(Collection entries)
— Start —

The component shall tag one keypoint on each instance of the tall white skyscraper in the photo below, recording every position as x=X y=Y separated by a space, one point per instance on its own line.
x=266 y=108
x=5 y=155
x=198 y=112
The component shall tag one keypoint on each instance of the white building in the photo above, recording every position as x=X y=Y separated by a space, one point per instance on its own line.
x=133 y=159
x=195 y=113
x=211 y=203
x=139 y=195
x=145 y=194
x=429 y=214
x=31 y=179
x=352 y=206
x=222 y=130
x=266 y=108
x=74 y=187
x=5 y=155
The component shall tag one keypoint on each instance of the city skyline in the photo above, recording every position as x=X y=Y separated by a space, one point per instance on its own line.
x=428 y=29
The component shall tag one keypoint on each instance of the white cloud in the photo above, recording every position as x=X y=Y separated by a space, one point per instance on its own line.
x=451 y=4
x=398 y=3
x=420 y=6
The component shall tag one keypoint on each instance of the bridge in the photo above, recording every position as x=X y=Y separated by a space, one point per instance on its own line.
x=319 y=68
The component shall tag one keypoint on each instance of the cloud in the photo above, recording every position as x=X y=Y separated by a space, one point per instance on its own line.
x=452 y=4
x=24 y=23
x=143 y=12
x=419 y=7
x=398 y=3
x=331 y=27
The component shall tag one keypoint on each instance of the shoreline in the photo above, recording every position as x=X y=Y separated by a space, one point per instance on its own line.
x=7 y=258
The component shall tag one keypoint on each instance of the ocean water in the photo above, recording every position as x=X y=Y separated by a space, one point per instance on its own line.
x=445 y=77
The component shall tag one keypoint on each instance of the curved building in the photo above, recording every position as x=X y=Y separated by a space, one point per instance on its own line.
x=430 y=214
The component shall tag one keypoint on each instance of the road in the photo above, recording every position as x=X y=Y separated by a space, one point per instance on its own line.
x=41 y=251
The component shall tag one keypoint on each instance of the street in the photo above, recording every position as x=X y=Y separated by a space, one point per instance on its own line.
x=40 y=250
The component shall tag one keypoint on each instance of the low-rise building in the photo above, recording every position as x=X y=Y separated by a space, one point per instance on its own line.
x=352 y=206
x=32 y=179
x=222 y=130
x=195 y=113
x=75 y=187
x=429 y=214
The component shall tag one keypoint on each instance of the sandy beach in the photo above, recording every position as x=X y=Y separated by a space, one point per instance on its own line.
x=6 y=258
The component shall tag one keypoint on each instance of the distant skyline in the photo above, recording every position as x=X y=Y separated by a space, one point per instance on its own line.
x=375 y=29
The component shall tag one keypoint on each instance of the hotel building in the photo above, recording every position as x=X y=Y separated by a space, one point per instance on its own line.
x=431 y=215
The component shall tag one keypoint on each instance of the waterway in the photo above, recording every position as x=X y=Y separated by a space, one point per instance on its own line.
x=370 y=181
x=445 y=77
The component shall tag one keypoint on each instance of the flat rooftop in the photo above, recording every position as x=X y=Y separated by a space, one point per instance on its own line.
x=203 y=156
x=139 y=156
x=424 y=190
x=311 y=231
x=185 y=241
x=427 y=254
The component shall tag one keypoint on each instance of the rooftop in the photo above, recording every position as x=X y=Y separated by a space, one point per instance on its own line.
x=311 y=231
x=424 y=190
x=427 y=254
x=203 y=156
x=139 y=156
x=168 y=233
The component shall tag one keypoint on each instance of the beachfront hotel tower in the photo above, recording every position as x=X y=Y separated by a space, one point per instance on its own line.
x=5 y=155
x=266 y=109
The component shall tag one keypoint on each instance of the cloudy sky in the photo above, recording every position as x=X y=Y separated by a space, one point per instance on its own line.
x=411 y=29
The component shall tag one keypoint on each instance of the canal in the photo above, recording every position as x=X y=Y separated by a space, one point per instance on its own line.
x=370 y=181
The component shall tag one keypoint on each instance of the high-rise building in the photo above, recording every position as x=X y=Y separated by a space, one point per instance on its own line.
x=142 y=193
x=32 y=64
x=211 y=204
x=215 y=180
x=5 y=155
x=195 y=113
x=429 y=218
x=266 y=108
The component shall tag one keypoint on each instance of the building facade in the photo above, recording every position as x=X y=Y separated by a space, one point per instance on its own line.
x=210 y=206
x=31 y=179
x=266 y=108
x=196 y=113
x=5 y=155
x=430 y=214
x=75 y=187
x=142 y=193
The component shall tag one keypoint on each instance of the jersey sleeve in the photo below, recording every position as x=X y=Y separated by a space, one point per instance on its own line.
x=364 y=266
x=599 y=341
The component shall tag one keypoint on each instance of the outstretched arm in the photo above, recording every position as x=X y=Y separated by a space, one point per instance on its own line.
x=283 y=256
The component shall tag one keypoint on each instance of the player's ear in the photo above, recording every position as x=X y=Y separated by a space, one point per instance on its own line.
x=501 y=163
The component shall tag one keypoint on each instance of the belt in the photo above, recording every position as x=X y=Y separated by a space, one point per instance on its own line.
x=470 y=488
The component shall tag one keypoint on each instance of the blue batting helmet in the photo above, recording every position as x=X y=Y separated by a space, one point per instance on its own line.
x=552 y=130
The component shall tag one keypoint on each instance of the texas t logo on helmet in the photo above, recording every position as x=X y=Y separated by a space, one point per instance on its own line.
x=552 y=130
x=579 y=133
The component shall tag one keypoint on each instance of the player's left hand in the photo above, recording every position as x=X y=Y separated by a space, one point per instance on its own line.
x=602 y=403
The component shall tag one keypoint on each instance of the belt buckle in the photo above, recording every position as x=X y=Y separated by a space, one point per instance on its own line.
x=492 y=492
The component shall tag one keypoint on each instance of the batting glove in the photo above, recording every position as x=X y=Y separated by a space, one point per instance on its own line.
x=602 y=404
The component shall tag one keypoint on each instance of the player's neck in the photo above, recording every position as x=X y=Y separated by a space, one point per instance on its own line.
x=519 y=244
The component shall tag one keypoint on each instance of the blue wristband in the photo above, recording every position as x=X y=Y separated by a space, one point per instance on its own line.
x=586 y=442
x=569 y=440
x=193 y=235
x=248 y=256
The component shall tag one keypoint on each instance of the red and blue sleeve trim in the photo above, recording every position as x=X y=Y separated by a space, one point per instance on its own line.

— End —

◆ REQUIREMENTS:
Can you retype all of the rows above word for word, keeping each line as it stands?

◆ RESULT BELOW:
The component shall tag one keypoint on each instance of the tall white skyscraper in the photo below, recording every position as x=X y=Y separated by a space, one point per instance on its own line.
x=266 y=108
x=5 y=155
x=198 y=112
The component shall tag one keypoint on each instance of the white building in the photo above, recording every position as x=X y=Y separated by a space, one point per instance on its own line.
x=133 y=159
x=195 y=113
x=211 y=203
x=139 y=195
x=145 y=194
x=429 y=214
x=31 y=179
x=352 y=206
x=222 y=130
x=266 y=108
x=74 y=187
x=5 y=155
The component shall tag one keypoint on each instance of the city skyline in the photo above, recording every position as x=X y=Y separated by a space, one point per instance on its own line.
x=428 y=29
The component shall tag one keypoint on each instance of the white cloud in the photo above, recording every position as x=X y=Y separated by a space, one point per instance on its own line.
x=451 y=4
x=398 y=3
x=420 y=6
The component shall tag one keypoint on each instance of the bridge in the photo above, recording every position as x=X y=Y separated by a space, one point per instance on its own line.
x=319 y=68
The component shall tag one keypoint on each instance of the cloud in the photo above, recording every position as x=X y=Y separated by a space, one point per instance on its own line.
x=452 y=4
x=24 y=23
x=143 y=12
x=419 y=7
x=398 y=3
x=331 y=27
The component shall tag one keypoint on each instance of the shoreline in the photo above, recording every position as x=X y=Y separated by a space, one point per instance on its own line.
x=7 y=258
The component shall tag one keypoint on each instance of the ocean water in the photo above, recording every position as x=X y=Y separated by a space, one point per instance on its own line.
x=445 y=77
The component shall tag one keypoint on each instance of the curved building in the photo above, recording every position as x=X y=Y separated by a space, one point per instance on its own line.
x=430 y=214
The component shall tag one keypoint on each instance of the road in the photo above, recording every position as x=X y=Y separated by a space, one point per instance on its own line.
x=41 y=251
The component shall tag one keypoint on each instance of the street in the photo above, recording every position as x=X y=Y separated by a space, one point per instance on its own line.
x=40 y=250
The component shall tag one keypoint on each instance of the low-rise building in the photo above, recording every position as x=X y=Y separated by a space, one point per instance on its own line.
x=352 y=206
x=32 y=179
x=222 y=130
x=195 y=113
x=75 y=187
x=429 y=214
The component shall tag one keypoint on each instance of the sandy beach in the photo above, recording every position as x=X y=Y separated by a space, one point per instance on its own line.
x=6 y=258
The component shall tag one keypoint on each instance of the distant skyline in the photo above, recording every position as x=X y=Y separated by a space, one point per instance on its own line.
x=375 y=29
The component shall tag one keypoint on each instance of the hotel building in the photo above, recording every position as x=X y=Y separated by a space, one point per instance on its own line.
x=431 y=215
The component shall tag one keypoint on each instance of the waterway in the photo above, recording every position as x=X y=Y separated by a space, one point per instance on its own line.
x=370 y=181
x=445 y=77
The component shall tag one keypoint on each instance of the flat rooftop in the photo above, recording every position as x=X y=Y separated by a space, one point per instance on its own line.
x=203 y=156
x=139 y=156
x=424 y=190
x=311 y=231
x=185 y=241
x=427 y=254
The component shall tag one keypoint on each instance of the rooftop in the photo above, recording every position as x=X y=Y separated by a space, one point per instance on its own line.
x=311 y=231
x=424 y=190
x=427 y=254
x=203 y=156
x=139 y=156
x=168 y=233
The component shall tag one keypoint on each instance of the beachfront hotel tower in the photo above, recording every position as x=X y=Y separated by a space, one point per instance on its own line.
x=5 y=155
x=266 y=109
The component shall tag one keypoint on each instance of the cloudy sky in the photo above, recording every position as x=X y=Y separated by a space, one point per instance on its own line.
x=411 y=29
The component shall tag one keypoint on each instance of the canal in the photo above, recording every position as x=X y=Y separated by a space, one point per instance on its own line.
x=370 y=181
The component shall tag one keypoint on each instance of the high-rise building in the photo above, recording every position as x=X y=Y separated by a space, one point per instance on its own line.
x=142 y=193
x=32 y=64
x=211 y=204
x=215 y=180
x=5 y=155
x=195 y=113
x=429 y=218
x=266 y=108
The component shall tag one keypoint on each instance of the building facade in the photo above, recording every position as x=X y=Y separated by a space, one point per instance on its own line.
x=210 y=206
x=31 y=179
x=266 y=108
x=196 y=113
x=5 y=155
x=430 y=214
x=75 y=187
x=142 y=193
The component shall tag one keypoint on each instance of the jersey sleeve in the photo below, recording every position as x=X y=Y separated by a space, one point per instance on its own line.
x=364 y=266
x=599 y=341
The component shall tag one keypoint on each instance of the outstretched arm in the photo above, recording every position as x=X y=Y separated by a space, one point per instance on its own line.
x=283 y=256
The component shall tag one keypoint on each instance of the player's ear in the photo above, recording every position as x=X y=Y separated by a space, one point per instance on its own line.
x=501 y=163
The component shall tag one keypoint on each instance of the belt in the photo above, recording every position as x=X y=Y separated by a space, one point per instance on its own line.
x=470 y=488
The component shall tag one keypoint on each instance of the blue batting helmet in the photo above, recording every position as x=X y=Y separated by a space, one point per instance on its own line.
x=552 y=130
The component shall tag one keypoint on each instance of the texas t logo on helmet in the photo above, recording every position as x=X y=Y separated by a space, one point per instance on its own line.
x=552 y=130
x=579 y=133
The component shall tag one keypoint on each instance of the player's left hand in the photo above, recording every position as x=X y=Y separated by a space, one point per instance on its own line.
x=602 y=403
The component shall tag one keypoint on each instance of the belt buckle in the photo above, recording every position as x=X y=Y separated by a space, one point per instance on its own line.
x=492 y=492
The component shall tag one keypoint on each instance of the batting glove in the photo above, recording every position as x=X y=Y separated by a space, one point per instance on its own line.
x=602 y=404
The component shall tag one keypoint on each instance of the player's neck in the photo above, recording every position as x=X y=Y separated by a space, one point per instance on its own line.
x=519 y=244
The component shall tag one keypoint on each instance of the blue wristband in the photo above, recording every position as x=X y=Y separated by a space, one point per instance on its own line.
x=586 y=442
x=569 y=440
x=193 y=235
x=248 y=256
The component shall tag one keypoint on each instance of the red and blue sleeve trim in the photo above, recording every position as x=X y=Y separated by a space, one point per instance on its own line.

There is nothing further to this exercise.